Correlation-based dynFC methods characterise how functional connectivity
evolves over time by either **windowing** the timeseries into short segments
and computing Pearson correlations within each window, or by analysing the
**instantaneous co-activation** of parcel pairs as a continuous edge time
series — no windowing required.

`dynR` implements three correlation-based functions:

| Function | Output | Method |
|---|---|---|
| `corr_slide()` | FC matrices \[N × N × windows\] | Sliding-window Pearson correlation |
| `cofluct()` | Edge time series \[n\_edges × Tmax\] + RSS | Edge-centric cofluctuation |
| `corr_corr()` | FC recurrence matrix \[Tmax × Tmax\] | Hansen et al. (2015) |

Although this vignette uses BOLD fMRI data throughout, these methods apply
to any multivariate timeseries where pairwise correlations carry meaningful
information, including EEG and LFP.

::::

Repeat everything in the dynFC methods excerpt from "Correlation-based dynFC methods" down to "no windowing required.".

Point-based annotation data:
::::

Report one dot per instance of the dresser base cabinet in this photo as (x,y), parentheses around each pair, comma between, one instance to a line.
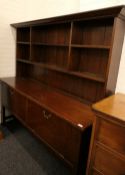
(69,142)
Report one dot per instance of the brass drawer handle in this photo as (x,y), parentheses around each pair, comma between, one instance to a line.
(47,116)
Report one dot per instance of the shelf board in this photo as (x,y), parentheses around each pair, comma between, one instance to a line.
(23,42)
(89,75)
(85,75)
(90,46)
(50,44)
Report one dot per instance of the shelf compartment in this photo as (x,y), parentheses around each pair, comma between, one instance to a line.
(23,51)
(23,69)
(89,62)
(54,33)
(93,32)
(50,55)
(23,34)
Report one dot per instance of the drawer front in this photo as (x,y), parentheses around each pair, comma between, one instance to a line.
(108,163)
(111,135)
(60,135)
(14,101)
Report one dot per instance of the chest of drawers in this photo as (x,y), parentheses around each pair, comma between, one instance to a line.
(108,143)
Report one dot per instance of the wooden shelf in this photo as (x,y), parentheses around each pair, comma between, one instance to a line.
(50,44)
(89,75)
(85,75)
(23,42)
(90,46)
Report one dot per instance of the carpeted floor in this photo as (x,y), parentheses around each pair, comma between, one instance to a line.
(22,154)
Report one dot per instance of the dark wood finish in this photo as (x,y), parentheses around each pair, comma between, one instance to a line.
(68,45)
(107,153)
(63,65)
(61,122)
(1,135)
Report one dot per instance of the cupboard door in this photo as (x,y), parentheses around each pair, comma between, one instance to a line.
(57,133)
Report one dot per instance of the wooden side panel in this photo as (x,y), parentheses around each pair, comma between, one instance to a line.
(115,54)
(111,135)
(108,163)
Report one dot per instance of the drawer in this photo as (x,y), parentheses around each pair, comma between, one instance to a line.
(111,135)
(108,163)
(14,101)
(59,134)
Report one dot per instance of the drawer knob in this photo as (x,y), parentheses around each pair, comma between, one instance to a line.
(45,115)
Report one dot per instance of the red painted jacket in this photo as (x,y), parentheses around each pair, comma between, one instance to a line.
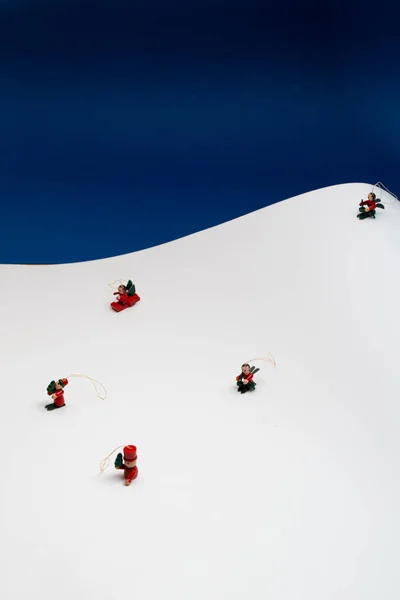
(123,298)
(370,203)
(59,394)
(242,376)
(130,473)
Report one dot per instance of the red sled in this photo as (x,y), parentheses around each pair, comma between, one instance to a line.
(128,301)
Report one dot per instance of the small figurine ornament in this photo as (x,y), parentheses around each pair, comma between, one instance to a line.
(128,464)
(126,297)
(55,389)
(367,207)
(244,381)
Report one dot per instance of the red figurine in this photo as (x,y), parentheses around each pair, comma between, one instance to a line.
(244,381)
(128,465)
(126,297)
(367,207)
(55,389)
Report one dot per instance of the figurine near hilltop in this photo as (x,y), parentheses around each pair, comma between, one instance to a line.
(244,381)
(367,207)
(126,296)
(55,389)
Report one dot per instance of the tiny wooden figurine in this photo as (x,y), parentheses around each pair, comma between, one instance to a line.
(367,207)
(127,464)
(126,297)
(244,381)
(55,389)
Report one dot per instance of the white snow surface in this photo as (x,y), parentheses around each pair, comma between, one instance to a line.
(289,492)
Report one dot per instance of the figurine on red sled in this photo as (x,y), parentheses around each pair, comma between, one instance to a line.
(367,207)
(244,381)
(127,464)
(55,389)
(126,297)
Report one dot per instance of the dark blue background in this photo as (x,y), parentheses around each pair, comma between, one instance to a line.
(127,124)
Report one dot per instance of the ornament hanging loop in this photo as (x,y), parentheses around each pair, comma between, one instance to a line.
(94,382)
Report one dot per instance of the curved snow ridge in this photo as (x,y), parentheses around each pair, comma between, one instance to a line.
(295,205)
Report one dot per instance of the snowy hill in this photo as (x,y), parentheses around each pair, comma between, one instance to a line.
(290,492)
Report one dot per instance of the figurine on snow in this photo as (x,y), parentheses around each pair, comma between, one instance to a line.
(55,389)
(127,464)
(126,297)
(244,381)
(367,207)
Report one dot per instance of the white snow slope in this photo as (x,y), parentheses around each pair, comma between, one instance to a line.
(290,492)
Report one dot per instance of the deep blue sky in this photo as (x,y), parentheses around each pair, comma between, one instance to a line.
(124,124)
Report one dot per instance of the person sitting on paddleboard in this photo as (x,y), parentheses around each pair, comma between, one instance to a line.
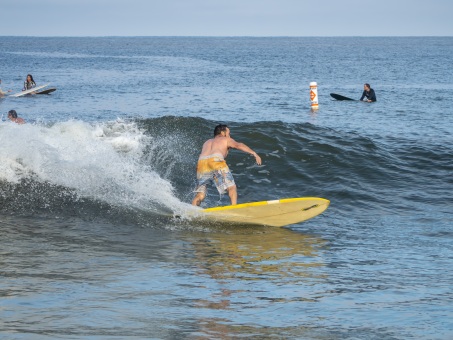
(369,93)
(29,83)
(212,166)
(12,115)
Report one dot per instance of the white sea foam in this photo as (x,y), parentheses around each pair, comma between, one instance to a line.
(101,162)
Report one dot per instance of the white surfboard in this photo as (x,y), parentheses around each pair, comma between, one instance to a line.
(23,93)
(276,213)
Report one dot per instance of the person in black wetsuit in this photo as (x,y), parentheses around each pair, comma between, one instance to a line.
(369,93)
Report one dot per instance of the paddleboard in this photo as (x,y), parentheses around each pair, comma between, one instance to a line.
(46,91)
(276,213)
(340,97)
(23,93)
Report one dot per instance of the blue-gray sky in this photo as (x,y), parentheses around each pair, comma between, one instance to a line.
(226,18)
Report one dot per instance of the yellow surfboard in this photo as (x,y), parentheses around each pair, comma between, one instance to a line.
(276,213)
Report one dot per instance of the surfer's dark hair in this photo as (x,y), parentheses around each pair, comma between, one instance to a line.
(12,113)
(219,128)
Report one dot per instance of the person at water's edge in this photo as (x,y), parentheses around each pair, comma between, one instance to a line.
(369,93)
(212,166)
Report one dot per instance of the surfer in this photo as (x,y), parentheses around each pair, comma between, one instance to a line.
(212,165)
(369,93)
(12,115)
(2,93)
(29,83)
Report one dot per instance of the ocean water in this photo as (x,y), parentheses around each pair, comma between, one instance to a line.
(89,187)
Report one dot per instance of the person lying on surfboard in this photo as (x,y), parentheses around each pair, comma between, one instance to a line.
(369,93)
(212,165)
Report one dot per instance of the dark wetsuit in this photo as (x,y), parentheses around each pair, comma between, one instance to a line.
(370,95)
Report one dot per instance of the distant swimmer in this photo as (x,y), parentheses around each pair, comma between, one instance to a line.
(369,93)
(212,166)
(2,93)
(29,83)
(12,115)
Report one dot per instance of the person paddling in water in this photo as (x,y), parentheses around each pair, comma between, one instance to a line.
(12,115)
(212,165)
(369,93)
(29,83)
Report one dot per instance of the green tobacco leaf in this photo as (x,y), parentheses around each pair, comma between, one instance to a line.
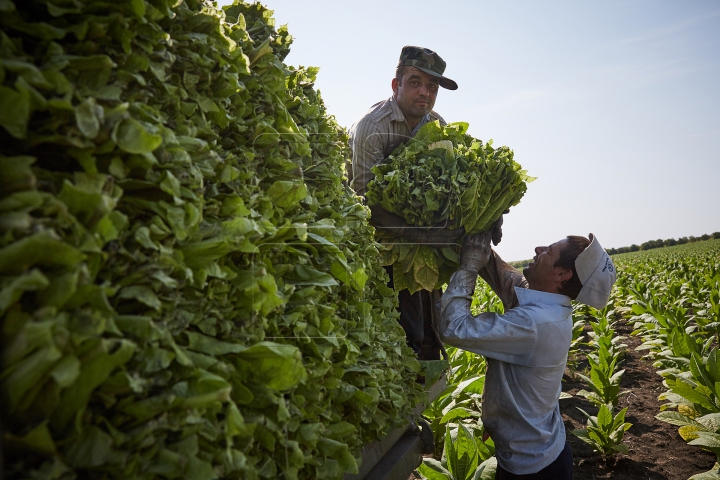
(432,469)
(277,366)
(462,457)
(285,194)
(134,136)
(39,249)
(486,470)
(31,281)
(15,114)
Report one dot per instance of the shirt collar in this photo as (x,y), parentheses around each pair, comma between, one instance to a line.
(529,296)
(396,115)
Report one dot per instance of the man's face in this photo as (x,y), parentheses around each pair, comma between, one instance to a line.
(415,94)
(541,273)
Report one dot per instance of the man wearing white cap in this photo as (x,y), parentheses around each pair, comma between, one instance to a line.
(526,347)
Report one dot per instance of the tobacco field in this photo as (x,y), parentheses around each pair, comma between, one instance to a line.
(641,393)
(188,287)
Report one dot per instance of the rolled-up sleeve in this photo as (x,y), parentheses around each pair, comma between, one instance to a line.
(509,337)
(367,146)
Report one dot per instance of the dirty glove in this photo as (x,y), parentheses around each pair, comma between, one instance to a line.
(497,229)
(476,252)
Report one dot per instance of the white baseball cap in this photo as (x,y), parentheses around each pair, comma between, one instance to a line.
(597,274)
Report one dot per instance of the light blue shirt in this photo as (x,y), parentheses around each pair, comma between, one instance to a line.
(526,350)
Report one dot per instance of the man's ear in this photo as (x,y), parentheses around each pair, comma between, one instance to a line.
(564,275)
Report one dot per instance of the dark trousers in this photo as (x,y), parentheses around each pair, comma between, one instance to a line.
(416,319)
(560,469)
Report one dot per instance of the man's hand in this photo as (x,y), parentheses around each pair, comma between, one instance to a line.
(497,229)
(476,252)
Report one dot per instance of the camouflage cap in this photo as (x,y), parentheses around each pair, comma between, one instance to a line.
(428,61)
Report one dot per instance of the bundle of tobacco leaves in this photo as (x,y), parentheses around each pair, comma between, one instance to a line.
(442,177)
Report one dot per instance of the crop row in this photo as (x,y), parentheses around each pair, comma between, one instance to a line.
(672,297)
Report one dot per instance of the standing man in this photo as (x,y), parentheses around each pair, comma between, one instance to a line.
(526,347)
(381,129)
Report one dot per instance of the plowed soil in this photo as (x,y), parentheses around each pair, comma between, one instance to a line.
(656,451)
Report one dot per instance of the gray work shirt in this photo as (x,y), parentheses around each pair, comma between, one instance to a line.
(372,138)
(526,350)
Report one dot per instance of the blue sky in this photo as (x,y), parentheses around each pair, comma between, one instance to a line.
(614,106)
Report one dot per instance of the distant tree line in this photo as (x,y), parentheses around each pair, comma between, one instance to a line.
(649,245)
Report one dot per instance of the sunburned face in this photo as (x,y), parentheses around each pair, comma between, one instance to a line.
(541,273)
(415,94)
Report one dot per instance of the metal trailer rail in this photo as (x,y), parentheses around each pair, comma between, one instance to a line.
(399,453)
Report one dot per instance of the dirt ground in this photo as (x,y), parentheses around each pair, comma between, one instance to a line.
(656,450)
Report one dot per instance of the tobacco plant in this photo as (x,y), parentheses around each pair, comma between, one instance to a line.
(605,431)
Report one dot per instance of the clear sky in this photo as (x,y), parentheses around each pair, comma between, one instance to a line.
(613,105)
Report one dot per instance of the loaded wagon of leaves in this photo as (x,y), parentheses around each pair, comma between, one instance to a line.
(189,289)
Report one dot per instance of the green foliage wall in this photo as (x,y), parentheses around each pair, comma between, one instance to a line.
(189,290)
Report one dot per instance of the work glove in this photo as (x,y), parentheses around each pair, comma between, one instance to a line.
(476,252)
(497,229)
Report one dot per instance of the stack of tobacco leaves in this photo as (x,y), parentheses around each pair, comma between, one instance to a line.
(442,177)
(188,289)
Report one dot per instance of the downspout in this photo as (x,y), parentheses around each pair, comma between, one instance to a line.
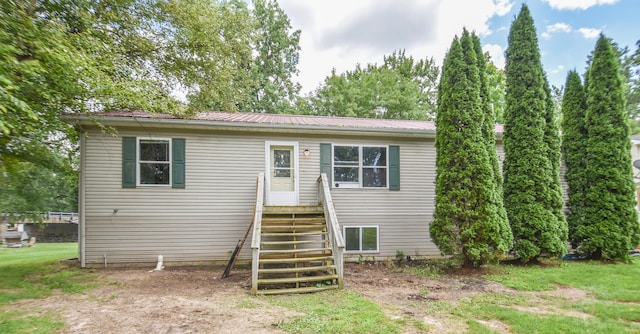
(81,202)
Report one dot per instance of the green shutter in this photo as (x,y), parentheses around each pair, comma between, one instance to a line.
(178,163)
(129,162)
(325,160)
(394,167)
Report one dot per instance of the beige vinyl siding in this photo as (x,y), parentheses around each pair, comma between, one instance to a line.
(204,221)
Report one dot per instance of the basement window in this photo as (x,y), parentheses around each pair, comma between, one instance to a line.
(362,239)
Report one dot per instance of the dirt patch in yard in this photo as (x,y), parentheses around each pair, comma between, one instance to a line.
(196,300)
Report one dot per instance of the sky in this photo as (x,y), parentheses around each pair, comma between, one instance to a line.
(343,33)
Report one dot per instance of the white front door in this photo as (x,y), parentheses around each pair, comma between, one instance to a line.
(281,173)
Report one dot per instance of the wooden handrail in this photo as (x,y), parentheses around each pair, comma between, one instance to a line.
(257,226)
(333,227)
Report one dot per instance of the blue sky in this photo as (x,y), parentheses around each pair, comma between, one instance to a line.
(342,33)
(567,36)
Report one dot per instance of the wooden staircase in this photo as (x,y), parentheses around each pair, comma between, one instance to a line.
(295,253)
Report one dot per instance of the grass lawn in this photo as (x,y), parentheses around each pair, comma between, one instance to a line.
(612,304)
(608,299)
(36,272)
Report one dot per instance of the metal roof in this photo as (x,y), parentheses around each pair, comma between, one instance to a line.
(247,119)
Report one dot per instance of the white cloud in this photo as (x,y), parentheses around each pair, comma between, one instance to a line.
(497,54)
(557,69)
(503,7)
(589,32)
(554,28)
(577,4)
(342,33)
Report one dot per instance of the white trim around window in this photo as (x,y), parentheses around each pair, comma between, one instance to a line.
(155,158)
(361,232)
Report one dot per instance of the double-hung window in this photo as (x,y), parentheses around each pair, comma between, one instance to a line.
(154,161)
(360,166)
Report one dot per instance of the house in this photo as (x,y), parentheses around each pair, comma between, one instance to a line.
(186,188)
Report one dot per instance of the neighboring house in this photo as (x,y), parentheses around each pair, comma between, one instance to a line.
(15,238)
(185,188)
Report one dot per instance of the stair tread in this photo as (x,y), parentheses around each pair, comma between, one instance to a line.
(297,259)
(292,251)
(290,227)
(298,209)
(291,242)
(301,279)
(307,289)
(294,270)
(293,221)
(291,234)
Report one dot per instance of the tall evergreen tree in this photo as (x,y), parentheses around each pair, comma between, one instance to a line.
(574,137)
(610,227)
(527,168)
(466,216)
(505,241)
(554,144)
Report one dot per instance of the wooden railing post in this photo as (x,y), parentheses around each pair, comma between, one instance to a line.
(255,239)
(333,227)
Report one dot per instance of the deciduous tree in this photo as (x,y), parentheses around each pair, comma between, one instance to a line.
(275,63)
(400,88)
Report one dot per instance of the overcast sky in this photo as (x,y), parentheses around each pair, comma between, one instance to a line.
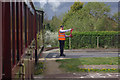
(58,8)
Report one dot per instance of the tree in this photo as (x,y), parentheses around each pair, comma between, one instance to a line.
(73,9)
(94,16)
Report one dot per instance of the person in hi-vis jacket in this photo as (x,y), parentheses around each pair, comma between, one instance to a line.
(62,38)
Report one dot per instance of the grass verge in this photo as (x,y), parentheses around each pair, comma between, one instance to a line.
(39,68)
(71,65)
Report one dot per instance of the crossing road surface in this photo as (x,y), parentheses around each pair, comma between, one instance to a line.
(84,54)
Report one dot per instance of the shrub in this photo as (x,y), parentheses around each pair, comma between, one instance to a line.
(106,39)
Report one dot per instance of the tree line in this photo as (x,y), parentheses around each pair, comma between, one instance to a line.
(93,16)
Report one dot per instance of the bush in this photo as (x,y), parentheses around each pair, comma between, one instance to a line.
(106,39)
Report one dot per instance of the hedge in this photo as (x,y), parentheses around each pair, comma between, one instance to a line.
(105,39)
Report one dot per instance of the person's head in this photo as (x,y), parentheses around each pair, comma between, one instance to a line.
(62,27)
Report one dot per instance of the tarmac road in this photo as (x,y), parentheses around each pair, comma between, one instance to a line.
(83,54)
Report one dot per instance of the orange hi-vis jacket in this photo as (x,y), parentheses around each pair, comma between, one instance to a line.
(61,35)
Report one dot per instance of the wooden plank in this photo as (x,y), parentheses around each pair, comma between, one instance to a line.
(7,71)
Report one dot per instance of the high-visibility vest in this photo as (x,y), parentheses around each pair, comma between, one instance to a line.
(61,35)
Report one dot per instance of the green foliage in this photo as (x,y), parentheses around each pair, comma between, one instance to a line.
(53,24)
(107,39)
(94,16)
(39,68)
(71,65)
(76,6)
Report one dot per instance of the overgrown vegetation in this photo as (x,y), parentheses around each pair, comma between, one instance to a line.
(71,65)
(39,68)
(93,16)
(106,39)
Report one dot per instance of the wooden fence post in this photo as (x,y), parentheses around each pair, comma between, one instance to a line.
(97,41)
(69,42)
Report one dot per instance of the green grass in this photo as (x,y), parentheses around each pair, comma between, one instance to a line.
(71,65)
(39,68)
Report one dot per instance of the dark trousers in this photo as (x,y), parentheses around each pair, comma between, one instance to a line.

::::

# TASK ANSWER:
Correlation-based dynFC methods characterise how functional connectivity
evolves over time by either **windowing** the timeseries into short segments
and computing Pearson correlations within each window, or by analysing the
**instantaneous co-activation** of parcel pairs as a continuous edge time
series — no windowing required.